Data for processing:
=======
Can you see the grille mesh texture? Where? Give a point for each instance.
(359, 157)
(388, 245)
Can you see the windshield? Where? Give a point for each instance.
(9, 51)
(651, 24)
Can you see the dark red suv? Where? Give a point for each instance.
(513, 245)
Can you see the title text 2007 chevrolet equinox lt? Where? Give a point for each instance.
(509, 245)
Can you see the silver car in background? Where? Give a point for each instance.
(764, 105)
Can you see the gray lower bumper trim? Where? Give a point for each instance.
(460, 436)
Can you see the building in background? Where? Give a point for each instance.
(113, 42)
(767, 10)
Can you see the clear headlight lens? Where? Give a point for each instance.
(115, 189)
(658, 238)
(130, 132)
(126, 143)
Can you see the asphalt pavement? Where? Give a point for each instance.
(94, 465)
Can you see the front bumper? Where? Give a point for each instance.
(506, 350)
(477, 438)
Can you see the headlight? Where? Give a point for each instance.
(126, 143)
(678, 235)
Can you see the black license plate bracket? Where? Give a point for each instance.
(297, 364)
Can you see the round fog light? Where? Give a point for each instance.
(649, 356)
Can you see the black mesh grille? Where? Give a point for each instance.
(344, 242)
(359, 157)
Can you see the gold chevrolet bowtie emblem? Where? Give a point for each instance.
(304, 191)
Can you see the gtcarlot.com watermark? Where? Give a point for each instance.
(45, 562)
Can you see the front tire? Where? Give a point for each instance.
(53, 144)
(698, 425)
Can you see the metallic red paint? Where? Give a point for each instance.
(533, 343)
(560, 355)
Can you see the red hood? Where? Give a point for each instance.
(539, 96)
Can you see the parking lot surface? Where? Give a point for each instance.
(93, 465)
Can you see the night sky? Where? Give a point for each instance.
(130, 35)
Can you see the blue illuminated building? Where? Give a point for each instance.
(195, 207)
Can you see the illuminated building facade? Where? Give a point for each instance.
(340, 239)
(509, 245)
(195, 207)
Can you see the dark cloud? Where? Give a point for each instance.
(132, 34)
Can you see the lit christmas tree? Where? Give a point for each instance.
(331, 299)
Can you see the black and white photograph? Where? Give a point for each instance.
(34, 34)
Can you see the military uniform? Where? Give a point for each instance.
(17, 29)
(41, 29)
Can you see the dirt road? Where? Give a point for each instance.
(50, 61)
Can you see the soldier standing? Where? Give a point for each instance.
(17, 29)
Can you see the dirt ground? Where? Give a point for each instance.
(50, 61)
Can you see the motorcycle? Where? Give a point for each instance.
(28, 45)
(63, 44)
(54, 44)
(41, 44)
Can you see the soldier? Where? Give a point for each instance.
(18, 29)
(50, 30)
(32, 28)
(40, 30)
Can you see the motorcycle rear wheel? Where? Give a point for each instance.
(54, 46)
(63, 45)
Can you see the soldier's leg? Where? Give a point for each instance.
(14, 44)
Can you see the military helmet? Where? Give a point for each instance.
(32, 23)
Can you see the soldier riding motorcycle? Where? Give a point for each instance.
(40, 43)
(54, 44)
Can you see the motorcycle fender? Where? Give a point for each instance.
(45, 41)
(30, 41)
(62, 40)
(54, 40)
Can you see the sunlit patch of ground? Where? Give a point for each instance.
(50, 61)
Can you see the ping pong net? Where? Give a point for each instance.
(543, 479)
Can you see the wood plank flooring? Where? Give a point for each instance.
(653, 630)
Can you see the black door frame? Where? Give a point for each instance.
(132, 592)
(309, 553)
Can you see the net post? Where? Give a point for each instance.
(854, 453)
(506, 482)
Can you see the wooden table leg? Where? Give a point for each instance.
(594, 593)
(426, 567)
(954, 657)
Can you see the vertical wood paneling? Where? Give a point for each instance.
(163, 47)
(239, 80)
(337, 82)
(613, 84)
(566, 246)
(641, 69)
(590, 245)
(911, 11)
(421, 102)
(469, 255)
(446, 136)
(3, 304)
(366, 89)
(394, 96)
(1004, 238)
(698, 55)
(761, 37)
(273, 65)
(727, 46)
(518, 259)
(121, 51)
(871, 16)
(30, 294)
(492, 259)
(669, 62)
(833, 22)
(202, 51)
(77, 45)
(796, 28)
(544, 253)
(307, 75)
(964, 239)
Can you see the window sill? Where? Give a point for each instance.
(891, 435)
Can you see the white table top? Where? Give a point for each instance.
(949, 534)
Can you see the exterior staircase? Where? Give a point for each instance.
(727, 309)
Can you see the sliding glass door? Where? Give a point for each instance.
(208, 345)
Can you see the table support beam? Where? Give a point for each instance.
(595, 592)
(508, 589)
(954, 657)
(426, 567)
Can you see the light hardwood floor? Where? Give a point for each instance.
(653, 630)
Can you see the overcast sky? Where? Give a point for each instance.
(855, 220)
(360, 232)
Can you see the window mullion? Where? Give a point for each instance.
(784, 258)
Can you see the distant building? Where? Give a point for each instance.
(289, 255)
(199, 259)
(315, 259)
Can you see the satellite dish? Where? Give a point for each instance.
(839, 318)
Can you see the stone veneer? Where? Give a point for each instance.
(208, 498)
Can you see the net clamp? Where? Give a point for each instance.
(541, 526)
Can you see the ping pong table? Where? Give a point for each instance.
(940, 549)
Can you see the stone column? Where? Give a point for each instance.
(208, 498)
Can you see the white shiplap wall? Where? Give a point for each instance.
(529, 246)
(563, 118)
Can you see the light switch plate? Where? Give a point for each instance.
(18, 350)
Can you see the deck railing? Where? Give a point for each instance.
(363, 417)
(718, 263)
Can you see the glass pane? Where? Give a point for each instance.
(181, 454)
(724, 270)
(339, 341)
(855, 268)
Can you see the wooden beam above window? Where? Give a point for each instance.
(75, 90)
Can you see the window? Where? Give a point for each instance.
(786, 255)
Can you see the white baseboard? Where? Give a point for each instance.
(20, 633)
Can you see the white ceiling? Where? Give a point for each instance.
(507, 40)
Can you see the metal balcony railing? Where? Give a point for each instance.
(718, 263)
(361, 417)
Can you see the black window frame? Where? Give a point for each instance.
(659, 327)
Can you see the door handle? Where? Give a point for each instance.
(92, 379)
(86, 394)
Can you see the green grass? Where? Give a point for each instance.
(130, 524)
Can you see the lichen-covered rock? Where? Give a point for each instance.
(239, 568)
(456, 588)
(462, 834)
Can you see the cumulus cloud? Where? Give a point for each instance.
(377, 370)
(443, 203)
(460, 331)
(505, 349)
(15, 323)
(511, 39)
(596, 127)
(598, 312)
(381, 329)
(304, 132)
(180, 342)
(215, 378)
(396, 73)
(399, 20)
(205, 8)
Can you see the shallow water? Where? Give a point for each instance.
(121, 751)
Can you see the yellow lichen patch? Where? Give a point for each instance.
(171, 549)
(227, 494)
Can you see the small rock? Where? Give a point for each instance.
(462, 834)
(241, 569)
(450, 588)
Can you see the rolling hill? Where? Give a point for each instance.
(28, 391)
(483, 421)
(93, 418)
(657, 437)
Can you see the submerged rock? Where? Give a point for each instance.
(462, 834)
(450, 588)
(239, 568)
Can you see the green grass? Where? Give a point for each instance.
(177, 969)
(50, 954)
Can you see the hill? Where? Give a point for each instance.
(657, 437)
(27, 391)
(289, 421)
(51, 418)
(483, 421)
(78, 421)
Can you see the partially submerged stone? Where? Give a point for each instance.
=======
Task objective:
Everything in the records is to be copied exactly.

Task output:
Can you see the grille mesh texture? Where? Give a point for each instance.
(359, 157)
(388, 245)
Can you see the windshield? Where? Give a point for each instance.
(9, 51)
(651, 24)
Can you see the dark red suv? Where? Give a point for each instance.
(513, 245)
Can you see the title text 2007 chevrolet equinox lt? Where? Give a point for each instance.
(509, 245)
Can you see the silver car in background? Where? Give a point for each instance.
(764, 105)
Can you see the gray lower bumper trim? Where? Give a point for each instance.
(460, 436)
Can you see the building in background? Where? Give a point for each instance.
(113, 42)
(767, 10)
Can you see the clear headlight lens? Where? Give a point for each instance.
(115, 189)
(658, 238)
(130, 132)
(126, 143)
Can you see the asphalt pavement? Where? Give a point for each instance.
(94, 465)
Can you see the front bumper? Where? Give a point for each instance.
(506, 350)
(477, 438)
Can you see the headlight? Where? Give a point for each instance.
(126, 143)
(678, 235)
Can you see the black license plate bracket? Where? Give a point for each instance.
(297, 364)
Can you see the round fog light? Where? Give a point for each instance.
(649, 356)
Can you see the black mesh grille? Where? Give a point for each instance.
(344, 242)
(359, 157)
Can you see the gold chevrolet bowtie emblem? Where? Give a point for each instance.
(304, 191)
Can you see the gtcarlot.com watermark? Where? Give a point for each instance.
(45, 562)
Can you see the front tire? Where? Give a point for each instance.
(53, 144)
(698, 425)
Can you see the metallic red paint? Where? Give a point for each instance.
(533, 343)
(560, 355)
Can you see the red hood? Where? Give a point for each instance.
(539, 96)
Can you see the parking lot surface? Where? Give a point for each instance.
(93, 465)
Can you see the night sky? Where? Give a point for each instance.
(130, 35)
Can you see the blue illuminated building? Where? Give a point for each instance.
(195, 207)
Can you see the illuminated building facade? Where? Give a point for each instance.
(340, 239)
(509, 245)
(195, 207)
Can you see the dark cloud? Where? Give a point for each instance.
(132, 34)
Can you see the lit christmas tree? Where? Give a point for each instance.
(331, 299)
Can you see the black and white photograph? Where? Give a point for each instance.
(34, 34)
Can you see the military uniform? Where? Give a point for each instance.
(17, 29)
(41, 29)
Can you see the dirt road? Where? Give a point for each instance.
(50, 61)
Can you see the soldier standing? Where? Give a point for each instance.
(17, 29)
Can you see the dirt ground? Where? Give a point for each instance.
(50, 61)
Can you see the motorcycle? Where? Give a point for each instance.
(28, 45)
(63, 44)
(54, 44)
(41, 44)
Can you see the soldier? Where? Give a point for each instance.
(18, 29)
(50, 30)
(32, 28)
(40, 30)
Can you see the motorcycle rear wheel? Where? Give a point for each instance.
(54, 46)
(63, 45)
Can you see the soldier's leg? Where? Give a point for each instance.
(14, 44)
Can you see the military helmet? Where? Give a point for each instance.
(32, 23)
Can you see the soldier riding motorcycle? Where? Give a point for each instance.
(40, 43)
(54, 44)
Can you see the motorcycle fender? Where? Give a point for each instance.
(45, 41)
(30, 41)
(62, 40)
(54, 40)
Can you see the sunlit patch of ground? Where? Give a point for each instance.
(50, 61)
Can you see the ping pong net? Where? Give a point for each instance.
(543, 479)
Can you see the wood plank flooring? Where? Give a point for each instance.
(653, 630)
Can you see the black door frame? Where? Give a point for each instance.
(132, 592)
(309, 553)
Can you see the net post? Where? Give a point for each instance.
(854, 453)
(506, 482)
Can you see the wooden table leg? Where? Give a point for each instance.
(594, 593)
(426, 567)
(954, 657)
Can you see the vertical wood paneling? Where? Give a point for each instance.
(163, 47)
(239, 80)
(337, 82)
(613, 84)
(566, 246)
(641, 69)
(590, 245)
(911, 11)
(421, 102)
(469, 255)
(446, 136)
(3, 304)
(366, 89)
(394, 96)
(1004, 238)
(698, 55)
(761, 37)
(273, 65)
(727, 46)
(518, 259)
(121, 51)
(871, 16)
(30, 294)
(492, 259)
(669, 62)
(833, 22)
(202, 51)
(77, 45)
(796, 28)
(544, 253)
(307, 75)
(964, 239)
Can you see the window sill? Where? Give a point for each instance.
(891, 435)
Can you see the white table top? Where? Give a point for each instance.
(949, 534)
Can you see the exterior staircase? Where? Give a point for each instance.
(727, 309)
Can you see the sliding glass door? Where? Give a point for each instance.
(208, 345)
Can you see the table support beam? Where? Give a point for each instance.
(595, 592)
(508, 589)
(954, 657)
(426, 567)
Can you see the light hardwood floor? Where? Give a point for each instance.
(653, 630)
Can you see the overcast sky? Where? Give a point for each instance.
(855, 220)
(360, 232)
Can you see the window mullion? Where? Give a point for each instance.
(784, 258)
Can you see the distant building? Where? Give a point for each instance.
(289, 255)
(199, 259)
(315, 259)
Can you see the satellite dish? Where? Give a point for each instance.
(839, 318)
Can you see the stone veneer? Where? Give a point for each instance.
(208, 498)
Can you see the net clamp? Where? Give a point for each instance.
(541, 526)
Can you see the ping pong table? Where? Give a point for each instance.
(940, 549)
Can you see the stone column? Where? Give a point for each instance.
(208, 498)
Can you see the white shiplap wall? Where? Give a point for each instance.
(529, 246)
(563, 118)
Can you see the light switch plate? Where? Give a point for each instance.
(18, 350)
Can you see the deck railing? Where? Give a point for each instance.
(363, 417)
(718, 263)
Can you see the glass pane? Where? Give a point for each instance.
(181, 454)
(724, 270)
(339, 341)
(855, 268)
Can you see the wooden beam above window? Where? Give a point for each instance.
(75, 90)
Can you see the window? Where? Give a point for each instance.
(786, 255)
Can you see the white baseboard? Where? Give a point for each instance.
(20, 633)
Can you see the white ceiling? Where? Give a point for each instance.
(507, 40)
Can you see the metal balcony railing? Where? Give a point for each instance.
(718, 263)
(361, 417)
Can you see the black window frame? Where? Give a point for each instance.
(659, 327)
Can you see the door handle? Where? Give a point for each instance.
(92, 379)
(86, 394)
Can you see the green grass? Where? Give a point for each instance.
(130, 524)
Can you see the lichen-covered rock? Where? Give a point for each instance.
(239, 568)
(456, 588)
(462, 834)
Can you see the cumulus cloud? Where? Give a point for each instance.
(377, 370)
(443, 203)
(460, 331)
(505, 349)
(15, 323)
(511, 39)
(596, 127)
(598, 312)
(381, 329)
(304, 132)
(180, 342)
(215, 378)
(396, 73)
(399, 20)
(205, 8)
Can you see the shallow water? Where? Give a point for each instance.
(121, 751)
Can you see the yellow lichen patch? Where? Give a point for each instance.
(171, 549)
(227, 494)
Can you see the small rock? Where? Give a point for each instance.
(462, 834)
(241, 569)
(450, 588)
Can you see the rolling hill? Where? Give a point for each instance.
(28, 391)
(483, 421)
(93, 418)
(657, 437)
Can you see the submerged rock? Where? Give a point for each instance.
(462, 834)
(450, 588)
(239, 568)
Can you see the green grass? Where? Give a point for each instance.
(177, 969)
(50, 954)
Can you see the hill? Where? Give a point for each instance.
(657, 437)
(27, 391)
(289, 421)
(51, 418)
(483, 421)
(78, 421)
Can you see the partially submerged stone? Where? Give a point for each instance.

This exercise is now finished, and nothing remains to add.